Leaving out every picture, quote the data below exactly as it appears.

*Entries shown*
....
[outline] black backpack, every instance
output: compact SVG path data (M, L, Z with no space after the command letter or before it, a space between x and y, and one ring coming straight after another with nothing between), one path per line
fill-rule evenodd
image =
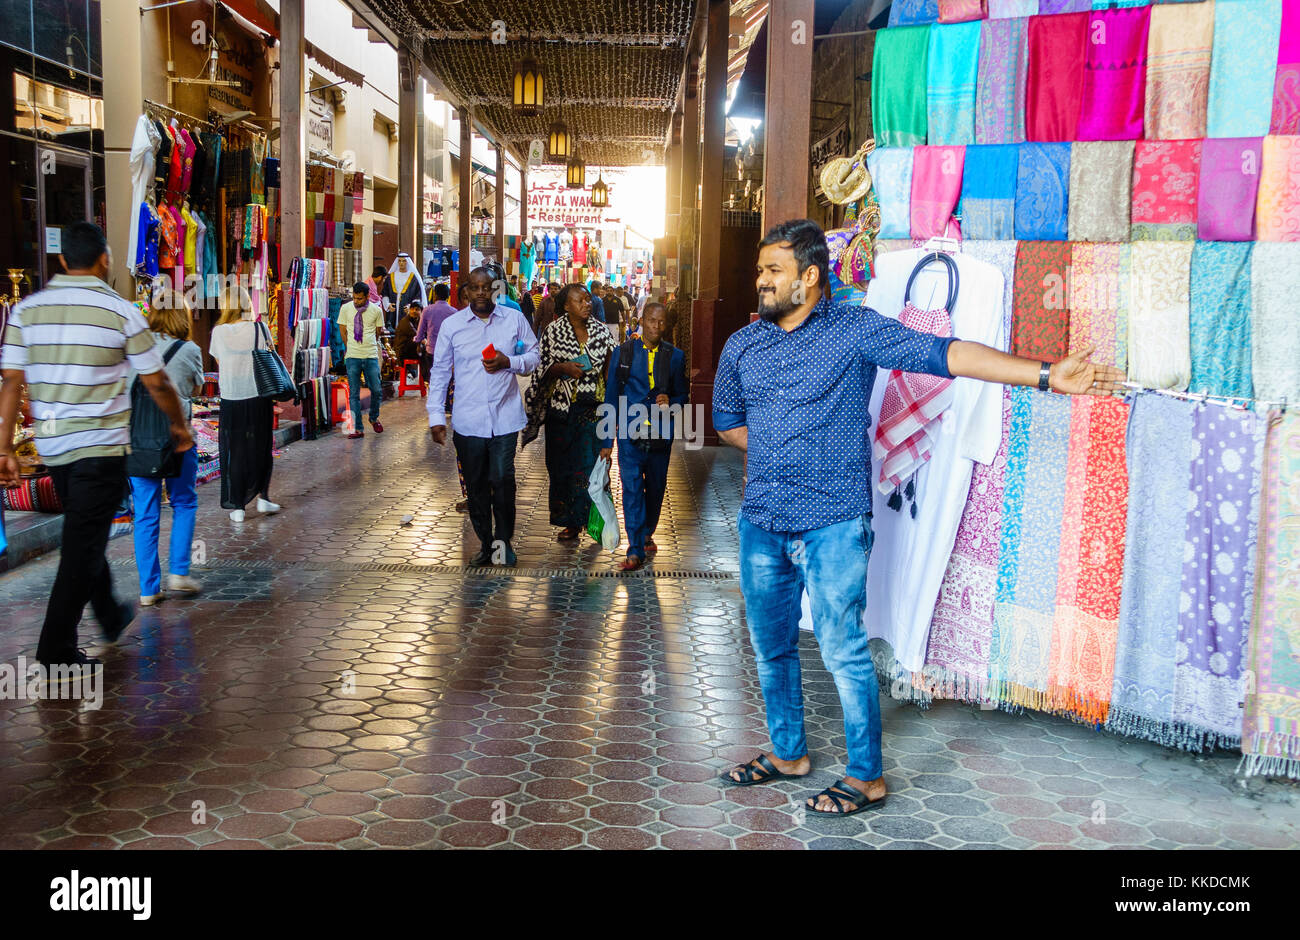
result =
....
*Answer for this exercise*
[outline] black backpack, every instance
output: compact SVG path data (M, L, Z with no space after the command letter or before it, a space between x and y, and one ring coming straight after another with nothing between), one path per line
fill-rule evenodd
image =
result =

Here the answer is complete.